- [Vorliegender Text]:
Ganzheitlicher Ansatz um den Energieverbrauch zu ermitteln

Mit einem ganzheitlichen Blick auf den Betrieb stellt man zunächst fest, wie ein Produkt durch die Produktion läuft und welche Qualitäts- und Sicherheitsanforderungen beachtet werden müssen, erläutert der Energieberater. Anschließend folgt man dem Fluss der Energie durch den Betrieb. Davon erstellt man eine grafische Darstellung mit einem sogenannten Sankey-Diagramm.

Damit bekommt man einen Eindruck davon, welches die großen Energieverbraucher im Unternehmen sind. Man kann beispielsweise daraus entnehmen, dass die Optimierung der Klimaanlage das wichtigste Problem ist, während die Verbesserung der Druckluft- und der Lichtanlagen zweitrangig sind. Darauf aufbauend kann man die Einflussfaktoren mit der Multivariaten Regressionsanalyse noch weiter unterteilen und dann Entscheidungen zu konkreten Verbesserungsmaßnahmen treffen.

Zusatzausbildung für Energiemanager

Die Anwendung dieser Methode erfordert Fachleute mit einer Zusatzausbildung – anlog zu Steuerberatern und Wirtschaftsprüfern im Finanzbereich. Dafür gibt es ein Praxisseminar, in dem das notwendige Know-how vermittelt wird. „Die Teilnehmer meiner Seminare zeigen sich immer sehr zufrieden“, berichtet Jankowski-Tepe. „Endlich verstehen wir die Materie und haben ein Handwerkszeug, wie man das Potenzial für Verbesserungen in der Energieeffizienz für die ISO 50001 ermittelt und umsetzt und für den Nachweis der Verbesserung der energiebezogenen Leistungen im Sinne der ISO 50003 dokumentiert“, meint ein Teilnehmer.

Unternehmen, die zu einem Energiemanagementsystem nach ISO 50001 verpflichtet sind, müssen die Anforderungen der ISO 50003 kennen, damit sie den Auditoren, die ihr Unternehmen nach dieser Norm prüfen, die Optimierungen nachweisen können. Aber nicht nur für diese Zielgruppe empfiehlt sich die Anwendung der Multivariaten Regressionsanalyse, sondern für alle Firmen, die kontinuierlich ihren Energieverbrauch senken wollen.

Tipps für die Energieeffizienzmessung: Richtig rechnen und systematisch Kosten senken

Viele Unternehmen begehen die gleichen Fehler bei der Energieeffizienzmessung nach ISO 50001. Welche das sind und wie sie sich vermeiden lassen, darüber haben wir uns mit Dipl.-Ing. Kurt Jankowski-Tepe unterhalten. Außerdem erklärte uns der Energieberater und Auditor, warum es nicht nur für eine Rezertifizierung entscheidend ist, die eigene Energieeffizienz präzise zu berechnen.

Mit welchen Herausforderungen kämpfen Unternehmen bei der Energieeffizienzmessung?

- [Extrahierte Datensätze]:
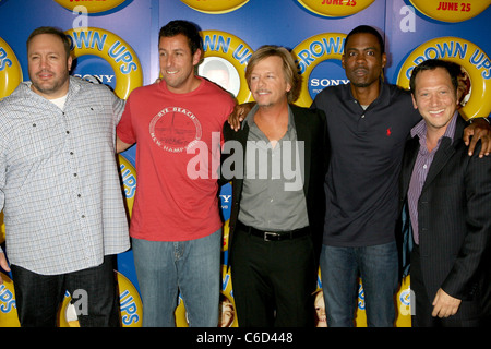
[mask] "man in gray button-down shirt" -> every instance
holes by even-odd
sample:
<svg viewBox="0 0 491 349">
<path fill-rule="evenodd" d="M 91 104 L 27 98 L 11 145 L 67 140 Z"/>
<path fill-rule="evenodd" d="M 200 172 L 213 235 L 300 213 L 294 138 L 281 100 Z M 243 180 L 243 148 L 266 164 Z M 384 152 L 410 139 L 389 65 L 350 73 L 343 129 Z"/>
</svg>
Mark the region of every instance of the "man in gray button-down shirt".
<svg viewBox="0 0 491 349">
<path fill-rule="evenodd" d="M 130 248 L 116 161 L 123 101 L 69 76 L 65 35 L 27 40 L 31 82 L 0 101 L 0 209 L 21 326 L 56 326 L 68 290 L 81 326 L 118 326 L 115 255 Z M 1 280 L 0 280 L 1 281 Z"/>
</svg>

- [Aufgabenliste]:
a. Kopiere aus dem vorliegenden Text wortgetreu die Passage von „Viele Unternehmen begehen“ bis einschließlich „präzise zu berechnen.“.
b. Mit welcher Art von Diagramm wird laut dem vorliegenden Text der Fluss der Energie durch den Betrieb grafisch dargestellt?
Stütze dich ausschließlich auf den vorliegenden Text.

- [Lösungen zur Übung]:
a.
Viele Unternehmen begehen die gleichen Fehler bei der Energieeffizienzmessung nach ISO 50001. Welche das sind und wie sie sich vermeiden lassen, darüber haben wir uns mit Dipl.-Ing. Kurt Jankowski-Tepe unterhalten. Außerdem erklärte uns der Energieberater und Auditor, warum es nicht nur für eine Rezertifizierung entscheidend ist, die eigene Energieeffizienz präzise zu berechnen.

b. Mit einem Sankey-Diagramm.